━━━━━ Data supplied ━━━━━

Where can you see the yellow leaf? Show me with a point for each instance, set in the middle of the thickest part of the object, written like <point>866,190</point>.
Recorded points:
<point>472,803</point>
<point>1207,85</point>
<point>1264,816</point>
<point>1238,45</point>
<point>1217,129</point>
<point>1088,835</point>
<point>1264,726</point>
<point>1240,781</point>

━━━━━

## Exercise aim
Write out the item above again, character for character, with all of its recorded points.

## Reply
Where can you see the yellow leaf? Show me with a point for each instance, set in the middle of the thickest part of the object, written like <point>866,190</point>.
Recorded points:
<point>472,803</point>
<point>1207,85</point>
<point>1264,816</point>
<point>1238,45</point>
<point>1217,129</point>
<point>1088,835</point>
<point>1264,726</point>
<point>1240,781</point>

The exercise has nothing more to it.